#### WHAT YOU HAVE TO DO:
Copy out the material below line for line, with no changes, but omit the pictures from your answer.
*** THE RECORDS Section Begins ***
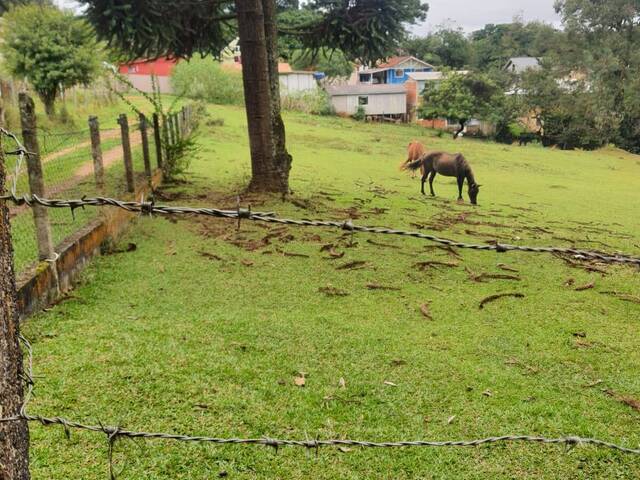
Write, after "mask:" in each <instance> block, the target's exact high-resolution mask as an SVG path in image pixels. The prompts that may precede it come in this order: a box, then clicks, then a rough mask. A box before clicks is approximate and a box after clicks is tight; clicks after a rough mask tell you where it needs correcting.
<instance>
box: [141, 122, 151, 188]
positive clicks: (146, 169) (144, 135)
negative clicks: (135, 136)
mask: <svg viewBox="0 0 640 480" xmlns="http://www.w3.org/2000/svg"><path fill="white" fill-rule="evenodd" d="M139 118H140V138H141V139H142V158H143V159H144V173H145V175H146V176H147V179H148V180H149V182H151V157H150V155H149V138H148V137H147V118H146V117H145V116H144V114H142V113H141V114H140V117H139Z"/></svg>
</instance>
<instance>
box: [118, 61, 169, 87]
mask: <svg viewBox="0 0 640 480" xmlns="http://www.w3.org/2000/svg"><path fill="white" fill-rule="evenodd" d="M177 63H178V59H176V58H169V57H160V58H157V59H155V60H134V61H132V62H128V63H123V64H121V65H120V66H119V67H118V71H119V72H120V74H122V75H124V76H125V77H127V78H128V79H129V81H130V82H131V83H132V84H133V86H134V87H136V88H137V89H138V90H141V91H143V92H145V93H152V92H153V82H152V80H151V77H152V76H153V75H155V76H156V78H157V80H158V87H159V89H160V93H172V89H171V83H170V81H169V77H170V76H171V72H172V71H173V69H174V68H175V66H176V65H177Z"/></svg>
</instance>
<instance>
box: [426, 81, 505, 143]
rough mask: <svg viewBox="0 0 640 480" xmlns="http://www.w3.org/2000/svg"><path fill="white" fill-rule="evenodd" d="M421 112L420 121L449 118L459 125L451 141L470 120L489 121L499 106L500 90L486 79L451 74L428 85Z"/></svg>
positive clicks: (500, 101) (497, 86) (462, 129)
mask: <svg viewBox="0 0 640 480" xmlns="http://www.w3.org/2000/svg"><path fill="white" fill-rule="evenodd" d="M423 95H424V102H423V106H422V107H421V109H420V115H421V116H422V117H423V118H448V119H449V120H455V121H457V122H458V123H459V124H460V128H459V129H458V130H457V131H456V133H455V135H454V138H455V137H457V136H458V135H459V134H460V133H462V131H463V130H464V127H465V125H466V123H467V122H468V121H469V120H471V119H472V118H480V119H487V120H488V119H489V118H490V117H491V116H492V115H493V114H494V113H495V111H496V110H497V108H496V107H498V106H499V104H500V103H501V102H502V99H503V98H504V94H503V92H502V91H501V89H500V88H499V87H498V86H497V85H496V83H494V82H493V81H492V80H490V79H489V78H488V77H487V76H485V75H480V74H476V75H463V74H459V73H450V74H449V75H447V76H446V77H445V79H444V80H442V81H441V82H440V83H439V84H433V83H431V84H429V83H428V84H427V85H426V86H425V90H424V94H423Z"/></svg>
*** THE RECORDS Section Ends ***
#### RESPONSE:
Write, after "mask:" in each <instance> block, the target's exact high-resolution mask as an SVG path in image pixels. The prompts that may precede it come in this order: a box, then clicks, then a rough mask. A box before clicks is approximate and a box after clicks is tight; clicks after a rough mask tell you where it needs correcting.
<instance>
box: [141, 122, 151, 188]
positive clicks: (146, 169) (144, 135)
negative clicks: (135, 136)
mask: <svg viewBox="0 0 640 480" xmlns="http://www.w3.org/2000/svg"><path fill="white" fill-rule="evenodd" d="M139 118H140V138H141V139H142V158H143V159H144V173H145V175H146V176H147V179H148V180H149V182H151V157H150V155H149V138H148V137H147V118H146V117H145V116H144V114H142V113H141V114H140V117H139Z"/></svg>
</instance>
<instance>
box: [118, 61, 169, 87]
mask: <svg viewBox="0 0 640 480" xmlns="http://www.w3.org/2000/svg"><path fill="white" fill-rule="evenodd" d="M177 63H178V59H176V58H169V57H160V58H157V59H155V60H134V61H132V62H128V63H123V64H121V65H120V66H119V67H118V71H119V72H120V74H122V75H124V76H125V77H127V78H128V79H129V81H130V82H131V83H132V84H133V86H134V87H136V88H137V89H138V90H141V91H143V92H145V93H152V92H153V82H152V80H151V77H152V76H153V75H155V76H156V78H157V80H158V87H159V89H160V93H172V89H171V83H170V81H169V77H170V76H171V72H172V71H173V69H174V68H175V66H176V65H177Z"/></svg>
</instance>
<instance>
box: [426, 81, 505, 143]
rough mask: <svg viewBox="0 0 640 480" xmlns="http://www.w3.org/2000/svg"><path fill="white" fill-rule="evenodd" d="M421 112L420 121L449 118L459 125L451 141L470 120L489 121L499 106L500 90L486 79L451 74L428 85Z"/></svg>
positive clicks: (500, 101) (497, 86) (462, 129)
mask: <svg viewBox="0 0 640 480" xmlns="http://www.w3.org/2000/svg"><path fill="white" fill-rule="evenodd" d="M423 95H424V102H423V106H422V107H421V109H420V115H421V116H422V117H423V118H448V119H449V120H455V121H457V122H458V123H459V124H460V128H459V129H458V130H457V131H456V133H455V135H454V138H455V137H457V136H458V135H459V134H460V133H462V131H463V130H464V127H465V125H466V123H467V122H468V121H469V120H471V119H472V118H480V119H487V120H488V119H489V118H490V117H491V116H492V115H493V114H494V113H495V111H496V110H497V108H496V107H498V106H499V104H500V103H501V102H502V99H503V98H504V94H503V92H502V91H501V89H500V88H499V87H498V86H497V85H496V83H494V82H493V81H492V80H490V79H489V78H488V77H487V76H485V75H480V74H476V75H463V74H459V73H450V74H449V75H447V76H446V77H445V79H444V80H442V81H441V82H440V83H439V84H433V83H431V84H429V83H428V84H427V85H426V86H425V90H424V94H423Z"/></svg>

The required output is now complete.